#### [Selected passage]
* * * *

Tuesday, August 30, 2011

The Ides of August

Irene knocks down a tree in Central Park (Mario Tama/Getty Images)
This was initially supposed to be written at the end of July or beginning of August but it got lost in the shuffle. Of course, had I managed to get it out there it would've seemed more than a bit prescient.

Reflecting on the calendar's eighth month as it approached this year, I realized that August has been a particularly stormy, eventful, and often painful month in my personal history. Or at least as far back as my journals go (four years).

August 2007 - After graduating from Pace University in May with a business degree I didn't really want, I set out to try and make some money with it for a little while. I needed to save some funds so as to execute a major cross-country move from New York to San Diego in the near future but I had no desire to wear a sycophantic suit and tie and sell my soul to some dull accounting firm. Most of my classmates immediately went into big accounting jobs in Manhattan with high salaries but I not only wanted to get away from New York City, I wanted to avoid the monotony of a regular office job at all costs.

My resistance was relatively futile. My mom brought up doing temp work and got me a brochure about it. Even though the plastic smiles and business attire of the figures on the pamphlet frightened me, I gave it a shot (I was an unemployed college grad and my parents weren't going to be patient with me mooching off their estate). Over the next few months, I worked a couple of relatively harmless and manageable positions. In July, I was doing accounting work at a chemical manufacturing plant in New Jersey working inside of a little cabin. As bad as that may sound, I enjoyed it. It was laid back, I got to eat lunch outside amid grass and trees, the people were nice and really appreciated my work. Best of all, the workload was small and I was actually able to read and write in between tasks.

Then at the end of the month, after having been acquired by a bigger firm, the company started laying people off and suddenly they had to choose between me and a secretary who had been there for 19 years. I endured the awkwardness of training her to do my job for a couple days and then was let go.

The temp agency found me a new position quickly and I was to spend the month of August working at an egg product manufacturing plant in Elizabeth, New Jersey. The job was about as shitty as you would imagine from reading that previous sentence. In fact, it was much worse.

My first day coincided with a Nor'easter storm that found me stuck in traffic on the trip from Staten Island to New Jersey and when I did finally make it over to the hideous industrial grid of Elizabeth, my destination was nowhere to be found. I drove around the supposed address a few times screaming curses and stressing out before parking somewhere and calling the temp agency as the skies poured a steady dump of water on my windshield. Apparently, the business had changed their name but didn't bother to change any of the signs displayed outside.

After parking in the crunchy, muddled mess of a rocky parking lot, I stepped knee-deep into a puddle before failing to locate the door to the warehouse where I was to spend the next four weeks. When I did finally make it inside I was soaking wet and an hour late. The warehouse was dark and stunk like eggs. The office where I would work was situated in a little box within the warehouse. They didn't really care how late I was and immediately put me to work.

The job itself was ridiculously easy, leaving me way too much free time after finishing my workload by late morning. My boss was a bipolar Vietnam vet who would often bounce from jovial laughter to furious screaming within the same breath, something I've never encountered before or since. I worked alongside the warehouse forklift drivers, a couple of ex-convicts who treated me like a new piece of meat in prison and constantly, til the very end, gave me shit because I wasn't doing "real" (i.e., physical) work and got to sit at a desk most of the day.

* * * *

#### [Recorded information]
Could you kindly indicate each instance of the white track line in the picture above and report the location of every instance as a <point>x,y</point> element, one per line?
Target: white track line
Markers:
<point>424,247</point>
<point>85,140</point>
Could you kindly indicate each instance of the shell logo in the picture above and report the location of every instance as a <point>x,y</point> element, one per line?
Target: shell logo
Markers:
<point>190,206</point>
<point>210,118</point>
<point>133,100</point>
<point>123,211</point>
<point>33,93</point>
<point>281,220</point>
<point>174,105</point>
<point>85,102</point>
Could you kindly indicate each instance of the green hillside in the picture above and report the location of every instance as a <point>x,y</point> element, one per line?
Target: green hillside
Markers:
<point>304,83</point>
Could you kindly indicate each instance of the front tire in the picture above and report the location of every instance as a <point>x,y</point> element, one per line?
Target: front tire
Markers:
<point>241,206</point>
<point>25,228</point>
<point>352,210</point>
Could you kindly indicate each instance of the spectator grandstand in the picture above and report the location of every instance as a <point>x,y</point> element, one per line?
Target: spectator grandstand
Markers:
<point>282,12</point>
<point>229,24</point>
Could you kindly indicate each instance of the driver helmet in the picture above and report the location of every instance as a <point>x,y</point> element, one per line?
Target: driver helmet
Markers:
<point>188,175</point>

* * * *

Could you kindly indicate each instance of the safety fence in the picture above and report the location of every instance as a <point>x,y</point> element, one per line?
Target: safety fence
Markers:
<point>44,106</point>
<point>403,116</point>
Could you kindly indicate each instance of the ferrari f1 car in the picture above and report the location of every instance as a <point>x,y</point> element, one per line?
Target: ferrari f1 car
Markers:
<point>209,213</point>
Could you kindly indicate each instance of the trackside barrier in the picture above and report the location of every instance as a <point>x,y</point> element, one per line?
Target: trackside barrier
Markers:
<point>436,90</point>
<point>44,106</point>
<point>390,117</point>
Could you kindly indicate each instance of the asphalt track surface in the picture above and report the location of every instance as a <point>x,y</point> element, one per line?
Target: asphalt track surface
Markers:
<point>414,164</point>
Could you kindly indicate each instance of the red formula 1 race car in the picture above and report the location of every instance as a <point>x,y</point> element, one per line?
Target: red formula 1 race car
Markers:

* * * *

#### [Problems to work on]
1. From the blog post, copy the passage between "My first day" and "signs displayed outside.", inclusive.
2. Decide whether each statement agrees with the blog post, answering yes or no and quoting the words that decide it:
(a) The business at the egg plant had changed its name without changing its outside signs.
(b) The writer reached the warehouse on time on the first day.
(c) The writer's journals go back ten years.
The entries above are not needed for either task.

#### [Task-by-task results]
1.
My first day coincided with a Nor'easter storm that found me stuck in traffic on the trip from Staten Island to New Jersey and when I did finally make it over to the hideous industrial grid of Elizabeth, my destination was nowhere to be found. I drove around the supposed address a few times screaming curses and stressing out before parking somewhere and calling the temp agency as the skies poured a steady dump of water on my windshield. Apparently, the business had changed their name but didn't bother to change any of the signs displayed outside.

2.
(a) Yes: "the business had changed their name but didn't bother to change any of the signs displayed outside."
(b) No: "I was soaking wet and an hour late."
(c) No: "as far back as my journals go (four years)."